* [PROVIDED RECORDS]:
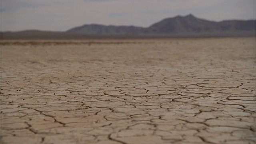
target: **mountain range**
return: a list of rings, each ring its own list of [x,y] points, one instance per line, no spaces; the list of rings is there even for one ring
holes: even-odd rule
[[[255,20],[227,20],[220,22],[198,18],[192,14],[164,19],[147,28],[92,24],[75,27],[66,32],[27,30],[1,32],[1,39],[25,37],[66,39],[124,37],[255,36]],[[8,39],[8,38],[7,38]]]

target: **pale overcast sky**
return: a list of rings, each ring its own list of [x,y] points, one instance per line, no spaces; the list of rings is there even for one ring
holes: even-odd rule
[[[1,0],[0,30],[66,31],[84,24],[148,27],[192,14],[220,21],[255,20],[255,0]]]

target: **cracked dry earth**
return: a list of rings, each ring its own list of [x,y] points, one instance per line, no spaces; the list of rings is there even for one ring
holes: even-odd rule
[[[1,42],[1,144],[255,144],[255,38]]]

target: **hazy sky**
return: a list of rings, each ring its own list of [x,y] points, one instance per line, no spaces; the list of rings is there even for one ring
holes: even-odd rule
[[[84,24],[148,27],[192,14],[216,21],[256,18],[255,0],[1,0],[0,30],[66,31]]]

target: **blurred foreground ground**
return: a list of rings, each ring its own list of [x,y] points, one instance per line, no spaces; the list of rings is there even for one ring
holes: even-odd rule
[[[1,144],[255,144],[255,38],[1,40]]]

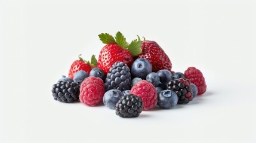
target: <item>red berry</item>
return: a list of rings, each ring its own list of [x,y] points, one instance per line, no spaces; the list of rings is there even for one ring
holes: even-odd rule
[[[156,89],[151,83],[146,80],[138,82],[131,88],[129,93],[141,98],[143,110],[149,110],[158,103]]]
[[[90,76],[80,86],[80,101],[87,105],[95,106],[100,103],[105,94],[104,82],[101,79]]]
[[[190,67],[184,73],[186,77],[190,79],[191,83],[194,83],[198,89],[198,95],[203,94],[206,91],[205,77],[202,72],[194,67]]]
[[[150,62],[152,72],[166,69],[171,72],[172,64],[167,54],[155,41],[144,41],[141,43],[142,52],[138,58],[144,58]]]

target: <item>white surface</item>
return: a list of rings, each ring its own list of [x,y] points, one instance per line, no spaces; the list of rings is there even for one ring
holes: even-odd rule
[[[255,142],[255,2],[155,1],[0,0],[0,142]],[[156,41],[174,71],[199,69],[207,92],[135,119],[54,101],[77,55],[118,30]]]

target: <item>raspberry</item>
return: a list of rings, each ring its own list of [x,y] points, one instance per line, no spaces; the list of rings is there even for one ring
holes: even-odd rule
[[[193,100],[192,87],[189,79],[180,78],[167,84],[167,89],[174,91],[178,96],[178,104],[187,104]]]
[[[104,93],[103,80],[99,77],[90,76],[80,86],[80,101],[87,105],[95,106],[102,101]]]
[[[186,77],[190,80],[191,83],[196,85],[198,89],[198,95],[202,95],[206,91],[205,77],[202,72],[194,67],[190,67],[184,73]]]
[[[147,80],[138,82],[131,88],[129,93],[141,98],[143,110],[150,110],[158,103],[156,89],[152,83]]]

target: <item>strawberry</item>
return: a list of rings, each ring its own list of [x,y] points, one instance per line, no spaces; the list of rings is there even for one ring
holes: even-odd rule
[[[84,59],[80,57],[81,55],[78,55],[79,60],[75,61],[69,69],[69,77],[71,79],[73,79],[75,73],[79,70],[84,70],[89,74],[92,68],[97,67],[97,60],[94,55],[91,57],[91,64],[90,61],[84,60]]]
[[[166,69],[171,71],[172,64],[165,51],[152,41],[144,41],[141,42],[142,52],[137,57],[149,60],[152,65],[152,72]]]
[[[107,44],[101,49],[98,60],[98,67],[105,74],[116,61],[124,62],[130,67],[133,62],[132,57],[141,52],[140,40],[134,40],[129,44],[120,32],[116,33],[115,39],[108,33],[101,33],[98,37],[103,43]]]

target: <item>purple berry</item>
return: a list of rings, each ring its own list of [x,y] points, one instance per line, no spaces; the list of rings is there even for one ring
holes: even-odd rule
[[[173,91],[164,90],[158,95],[158,105],[162,108],[172,108],[177,103],[178,96]]]
[[[141,80],[142,80],[142,79],[139,77],[135,77],[132,79],[132,80],[131,80],[131,86],[132,87],[134,86],[135,85],[136,85],[137,83]]]
[[[147,75],[152,72],[152,66],[147,60],[137,58],[131,65],[131,71],[134,76],[145,79]]]
[[[111,89],[107,91],[103,96],[104,104],[110,109],[116,108],[116,104],[124,96],[123,93],[116,89]]]
[[[147,74],[146,77],[147,81],[152,83],[152,85],[156,87],[160,83],[159,76],[156,73],[152,72]]]
[[[78,83],[78,82],[82,83],[84,80],[88,76],[89,76],[85,71],[78,71],[74,74],[74,82],[76,83]]]
[[[93,68],[90,72],[90,76],[95,76],[101,78],[103,81],[105,81],[106,76],[103,71],[98,67]]]

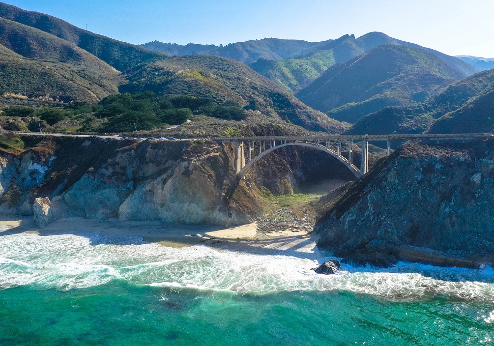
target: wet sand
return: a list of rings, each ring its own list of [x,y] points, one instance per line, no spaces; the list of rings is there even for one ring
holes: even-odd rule
[[[145,241],[165,246],[183,247],[205,245],[229,250],[272,253],[280,251],[312,253],[318,237],[303,231],[278,231],[264,233],[257,223],[225,228],[215,226],[167,224],[159,221],[120,222],[84,217],[60,219],[40,229],[32,217],[0,216],[0,225],[9,226],[10,233],[43,234],[88,230],[110,236],[140,237]],[[0,235],[3,232],[0,231]],[[294,255],[295,254],[294,254]]]

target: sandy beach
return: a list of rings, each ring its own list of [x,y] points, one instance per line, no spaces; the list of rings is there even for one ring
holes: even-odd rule
[[[140,237],[145,241],[171,247],[203,244],[245,251],[277,253],[280,252],[313,253],[318,237],[305,232],[286,230],[264,233],[256,222],[229,228],[185,224],[166,224],[159,221],[120,222],[116,219],[100,220],[67,217],[55,221],[40,229],[32,217],[0,216],[0,226],[7,226],[9,233],[42,234],[88,230],[110,236]]]

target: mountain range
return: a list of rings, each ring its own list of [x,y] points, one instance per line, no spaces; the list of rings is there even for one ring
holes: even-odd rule
[[[494,118],[489,106],[494,80],[490,71],[479,70],[492,62],[378,32],[316,43],[139,46],[0,3],[3,92],[28,99],[25,103],[49,94],[95,103],[112,94],[152,91],[248,110],[245,125],[208,120],[207,129],[247,130],[253,128],[247,124],[271,123],[297,133],[417,133],[456,130],[468,123],[469,131],[484,130]],[[0,100],[12,102],[17,101]],[[476,123],[476,117],[485,121]]]
[[[472,55],[456,55],[455,57],[475,66],[479,71],[494,69],[494,58],[482,58]]]

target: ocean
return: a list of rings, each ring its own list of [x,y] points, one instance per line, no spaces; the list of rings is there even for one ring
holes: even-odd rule
[[[330,253],[170,248],[80,231],[0,236],[0,345],[465,345],[494,339],[494,270]]]

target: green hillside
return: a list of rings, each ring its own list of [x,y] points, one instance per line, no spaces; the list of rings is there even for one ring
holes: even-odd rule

* [WHAT TO PRODUCE]: Write out the material again from its start up to and including the line with "[[[1,144],[255,144],[255,38],[1,40]]]", requests included, and shift every coordinate in the answers by -38. Leave the pictures out.

* [FULL SOLUTION]:
target: **mountain range**
return: a list of rings, each ring its own list of [x,y] points, one instance per line, no spaces; the list of rings is there even for one ring
holes: even-odd rule
[[[217,-18],[189,-18],[182,-16],[160,-20],[154,-24],[126,-19],[109,-10],[54,-14],[37,-11],[28,-6],[-11,-8],[-37,-6],[-37,1],[-13,-1],[28,1],[86,-1],[217,-2]],[[-30,1],[-30,0],[-31,0]]]

target: **pale overcast sky**
return: a list of rings, each ring its own list of [x,y] points, one instance per line, no spaces; the list of rings is there even for one ring
holes: even-odd rule
[[[-37,-38],[-38,-8],[28,-7],[46,-14],[110,-11],[154,-24],[182,-17],[217,-18],[217,-38]]]

target: **cracked dry earth**
return: a list of rings, each ring its own list of [x,y] points, one instance per line, no spaces; the list of rings is there even for one ring
holes: even-odd rule
[[[-37,4],[-37,106],[217,106],[217,0]]]

target: **hazy sky**
return: a list of rings, each ring its own list of [x,y] points, one instance per line, no spaces; the list of rings is there even for one ring
holes: even-odd rule
[[[46,-14],[110,-11],[154,-24],[178,-17],[218,-20],[217,-38],[-37,-38],[-38,-8],[28,-7]]]

target: **blurred foreground ground**
return: a list of rings, each ring its own list of [x,y] points, one instance per line, no spaces; the list of rings is there even for one ring
holes: even-odd rule
[[[-37,106],[217,106],[217,0],[-37,2]]]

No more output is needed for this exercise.